EXCERPTED TEXT:
-*-*-
Nicotine Dependence and Lung Cancer Genetics in African Americans
Camille Ragin, PhD (TUFCCC), Joel Erblich, PhD (HC)
Despite substantial public health efforts to promote smoking cessation, a significant racial difference in the burden of lung cancer persists. African Americans (AA) consistently have a higher incidence of lung cancer compared to Whites. Notably, AA smokers are at increased risk of lung cancer despite the fact that they typically smoke fewer cigarettes per day than Whites. Research has demonstrated that both lung cancer and nicotine dependence have strong familial and genetic components, and numerous genetic polymorphisms have been identified as contributing to risk of developing these conditions.
Substantial racial differences in the association of genetic variants with nicotine metabolism have been reported and strong preliminary evidence exists that AAs are more likely to be poor metabolizers of tobacco smoke carcinogens, thus predisposed to greater risk of developing lung cancer. We will, for the first time, systematically explore whether ancestry informative markers (AIMs) in genes involved in tobacco metabolism and addiction predispose AA smokers to poor metabolic capacity and greater addiction to tobacco.
Leveraging an existing cohort of AA smokers, we will:
- Investigate the role of these AIMs in both tobacco metabolism and nicotine dependence
- Test the motivational effects of genetic feedback, in two clinical and community samples in two major urban areas: Philadelphia (n=180) and New York City (n=180).
-*-*-
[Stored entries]
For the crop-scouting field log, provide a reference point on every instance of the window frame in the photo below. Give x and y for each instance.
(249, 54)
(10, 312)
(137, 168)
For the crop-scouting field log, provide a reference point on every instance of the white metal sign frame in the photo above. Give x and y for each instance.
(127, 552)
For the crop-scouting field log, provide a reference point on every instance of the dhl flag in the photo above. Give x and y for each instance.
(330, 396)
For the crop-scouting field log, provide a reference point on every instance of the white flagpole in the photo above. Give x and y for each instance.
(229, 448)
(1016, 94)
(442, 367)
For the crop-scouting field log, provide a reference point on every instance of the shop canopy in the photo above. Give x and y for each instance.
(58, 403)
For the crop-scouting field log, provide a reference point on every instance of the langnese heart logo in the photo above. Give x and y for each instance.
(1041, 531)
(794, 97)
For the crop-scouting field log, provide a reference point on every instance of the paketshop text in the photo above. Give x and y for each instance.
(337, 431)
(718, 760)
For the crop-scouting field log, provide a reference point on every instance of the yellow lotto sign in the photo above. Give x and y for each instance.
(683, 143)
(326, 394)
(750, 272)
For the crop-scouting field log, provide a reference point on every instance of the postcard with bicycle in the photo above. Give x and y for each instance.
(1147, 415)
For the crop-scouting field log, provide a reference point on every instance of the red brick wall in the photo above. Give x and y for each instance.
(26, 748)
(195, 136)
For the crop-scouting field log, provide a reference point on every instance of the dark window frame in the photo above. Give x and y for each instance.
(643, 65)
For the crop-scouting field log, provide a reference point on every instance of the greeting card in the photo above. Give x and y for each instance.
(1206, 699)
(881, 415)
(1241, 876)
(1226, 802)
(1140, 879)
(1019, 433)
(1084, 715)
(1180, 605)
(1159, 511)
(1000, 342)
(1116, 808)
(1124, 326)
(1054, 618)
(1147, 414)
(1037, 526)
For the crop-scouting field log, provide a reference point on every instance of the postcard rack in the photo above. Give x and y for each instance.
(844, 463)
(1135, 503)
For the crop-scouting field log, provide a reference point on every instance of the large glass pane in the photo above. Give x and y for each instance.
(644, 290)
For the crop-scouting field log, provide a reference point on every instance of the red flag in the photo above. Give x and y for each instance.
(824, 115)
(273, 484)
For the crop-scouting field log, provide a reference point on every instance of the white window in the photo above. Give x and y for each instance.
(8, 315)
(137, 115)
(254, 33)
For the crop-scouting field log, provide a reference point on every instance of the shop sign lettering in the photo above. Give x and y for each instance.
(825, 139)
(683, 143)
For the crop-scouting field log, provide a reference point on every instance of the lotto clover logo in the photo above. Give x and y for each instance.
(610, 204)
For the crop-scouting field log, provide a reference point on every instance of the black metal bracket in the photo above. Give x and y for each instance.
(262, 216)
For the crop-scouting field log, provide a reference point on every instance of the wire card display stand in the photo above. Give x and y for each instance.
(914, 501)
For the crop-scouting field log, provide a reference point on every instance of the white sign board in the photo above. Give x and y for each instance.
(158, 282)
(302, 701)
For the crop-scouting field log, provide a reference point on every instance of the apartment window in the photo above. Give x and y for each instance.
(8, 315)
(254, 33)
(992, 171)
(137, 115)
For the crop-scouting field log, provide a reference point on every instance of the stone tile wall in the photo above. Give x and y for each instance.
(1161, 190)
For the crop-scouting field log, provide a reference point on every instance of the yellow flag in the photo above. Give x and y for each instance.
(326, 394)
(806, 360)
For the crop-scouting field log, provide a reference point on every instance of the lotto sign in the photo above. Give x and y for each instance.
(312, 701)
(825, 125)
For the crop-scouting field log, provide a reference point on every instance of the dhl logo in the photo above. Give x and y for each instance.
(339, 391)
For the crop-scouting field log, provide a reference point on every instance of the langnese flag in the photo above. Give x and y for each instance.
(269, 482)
-*-*-
EXERCISE REQUIREMENTS: Does the summary on lung cancer genetics in African Americans support each of these statements: (a) African American smokers typically smoke fewer cigarettes per day than Whites; (b) the Philadelphia sample is larger than the New York City sample; (c) the project will recruit a new cohort of African American smokers? Answer yes or no for each and quote the deciding words. You won't need the stored entries for this.

PROBLEM SOLUTION:
(a) Yes: "they typically smoke fewer cigarettes per day than Whites"
(b) No: "Philadelphia (n=180) and New York City (n=180)"
(c) No: "Leveraging an existing cohort of AA smokers"